Stated goal
Set out the material below as a numbered list with blank lines skipped, and leave the pictures out.

========

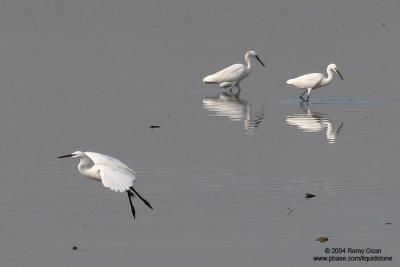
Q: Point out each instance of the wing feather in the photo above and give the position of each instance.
(98, 158)
(229, 74)
(306, 81)
(117, 179)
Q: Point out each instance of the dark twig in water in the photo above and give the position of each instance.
(290, 211)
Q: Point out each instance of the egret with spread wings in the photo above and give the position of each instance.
(231, 76)
(311, 81)
(112, 172)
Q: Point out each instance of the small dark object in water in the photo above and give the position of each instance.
(322, 239)
(308, 195)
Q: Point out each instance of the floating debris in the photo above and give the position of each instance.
(308, 195)
(322, 239)
(290, 210)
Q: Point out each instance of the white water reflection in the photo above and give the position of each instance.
(314, 122)
(234, 108)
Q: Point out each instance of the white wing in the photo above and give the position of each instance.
(229, 74)
(306, 81)
(98, 158)
(117, 179)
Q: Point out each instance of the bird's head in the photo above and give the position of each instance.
(254, 54)
(333, 66)
(77, 154)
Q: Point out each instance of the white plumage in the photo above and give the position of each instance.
(112, 172)
(311, 81)
(232, 76)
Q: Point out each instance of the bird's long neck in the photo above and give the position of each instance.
(248, 61)
(330, 133)
(329, 78)
(84, 166)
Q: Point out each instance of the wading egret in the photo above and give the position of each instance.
(113, 173)
(231, 76)
(311, 81)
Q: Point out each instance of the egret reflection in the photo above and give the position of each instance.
(314, 122)
(230, 105)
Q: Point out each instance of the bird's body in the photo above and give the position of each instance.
(312, 81)
(232, 76)
(112, 172)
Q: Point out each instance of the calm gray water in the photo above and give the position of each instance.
(222, 170)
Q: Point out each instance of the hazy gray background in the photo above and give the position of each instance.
(93, 75)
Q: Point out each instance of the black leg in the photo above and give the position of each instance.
(130, 195)
(144, 200)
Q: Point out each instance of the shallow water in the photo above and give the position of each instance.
(222, 170)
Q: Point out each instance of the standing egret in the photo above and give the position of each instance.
(113, 173)
(231, 76)
(311, 81)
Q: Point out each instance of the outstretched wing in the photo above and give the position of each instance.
(229, 74)
(306, 81)
(117, 179)
(98, 158)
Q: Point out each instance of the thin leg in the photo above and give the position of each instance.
(144, 200)
(308, 94)
(302, 94)
(130, 195)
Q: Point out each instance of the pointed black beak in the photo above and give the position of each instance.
(340, 75)
(65, 156)
(259, 60)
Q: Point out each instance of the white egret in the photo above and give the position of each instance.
(311, 81)
(113, 173)
(231, 76)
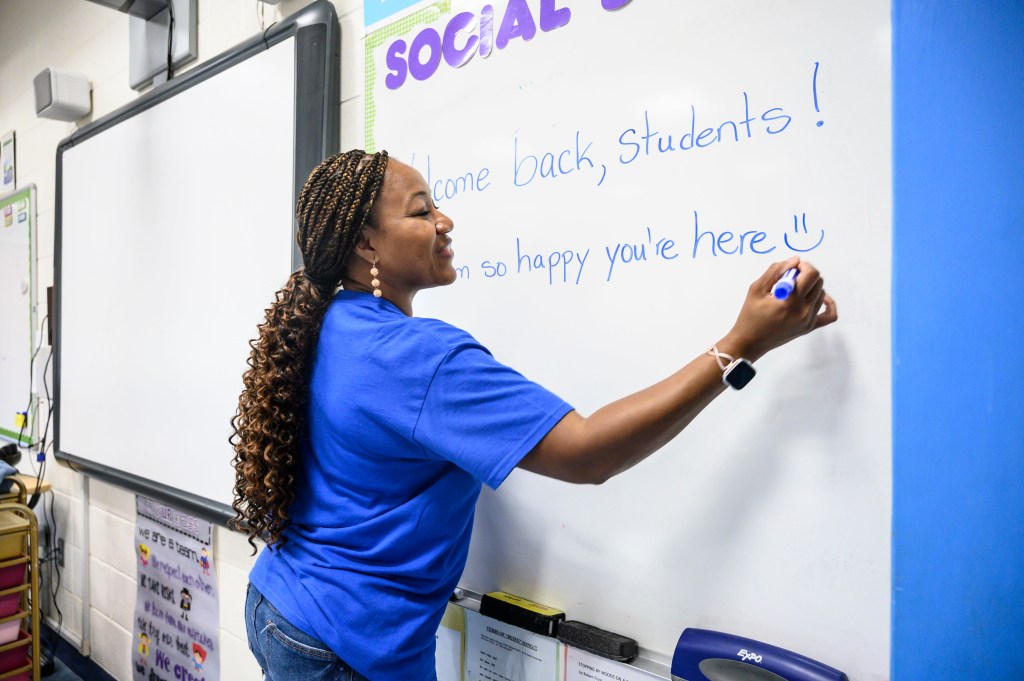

========

Worked answer
1. Q: Point out each instance of the wing feather in the photo above and give the position of each instance.
2. (98, 158)
3. (229, 74)
4. (306, 81)
5. (117, 179)
6. Q: Point out each instance of the dark twig in water in the photo above and give the position of each instance.
7. (290, 211)
8. Q: Point out each instance of the egret with spread wings in the photo above and give the position of each instance.
9. (231, 76)
10. (311, 81)
11. (112, 172)
12. Q: Point out each instance of the small dark object in water in the photo above and give the position of each instance.
13. (322, 239)
14. (308, 195)
15. Q: Point out each instance of the floating debris in the photo above and give the position of each instance.
16. (308, 195)
17. (322, 239)
18. (290, 210)
19. Q: Point out each instance of the white water reflection in the photo above and give the position of each instance.
20. (314, 122)
21. (234, 108)
22. Q: Point out each instance of the white wing in the photo above and give the position of each instance.
23. (229, 74)
24. (306, 81)
25. (98, 158)
26. (117, 179)
27. Q: Point out each instance of the bird's head in the photo above and give the position of each instance.
28. (254, 54)
29. (333, 66)
30. (77, 154)
31. Q: Point out each instance of the white plumage in the photo above and give the position of each instance.
32. (112, 172)
33. (311, 81)
34. (232, 76)
35. Q: Point out each instance of the bird's long neck in the photo above and give the position of each instance.
36. (248, 61)
37. (330, 133)
38. (329, 78)
39. (84, 166)
40. Q: Point out each instance of the wading egret in the photo above and give the position of each instance.
41. (113, 173)
42. (231, 76)
43. (311, 81)
44. Q: Point out each instance of the egret reflection in the photo above and give the position of each instance.
45. (314, 122)
46. (230, 105)
47. Q: Point out each instance of the bird's body in the photo above and give the position of each instance.
48. (312, 81)
49. (232, 76)
50. (112, 172)
51. Q: Point out each instance of the calm gray water in the photo above and give the position of each instance.
52. (222, 170)
53. Q: Point out each instance of the hazy gray background in the photo above and give the position of each instance.
54. (93, 75)
55. Q: Point out each instance of the black leg in the photo above and give the position of each instance.
56. (130, 195)
57. (144, 200)
58. Q: Point out each instance of the shallow water in the photo above and give the position of each instance.
59. (222, 170)
60. Q: Point out each instance of the standing egret in the photo above and give the position of each instance.
61. (113, 173)
62. (231, 76)
63. (311, 81)
64. Q: Point out each instance of the outstretched wing in the photo above and give the position of each instance.
65. (229, 74)
66. (306, 81)
67. (117, 179)
68. (98, 158)
69. Q: Point out each instance of the thin leg in the photo above and give the position of each instance.
70. (144, 200)
71. (308, 94)
72. (302, 94)
73. (130, 195)
74. Q: Point out each instance of the pointed black beak in the photo above and give the position of each instance.
75. (340, 75)
76. (65, 156)
77. (259, 60)
78. Q: Point out each instance of the white egret in the photo above and give the position of each instance.
79. (311, 81)
80. (113, 173)
81. (231, 76)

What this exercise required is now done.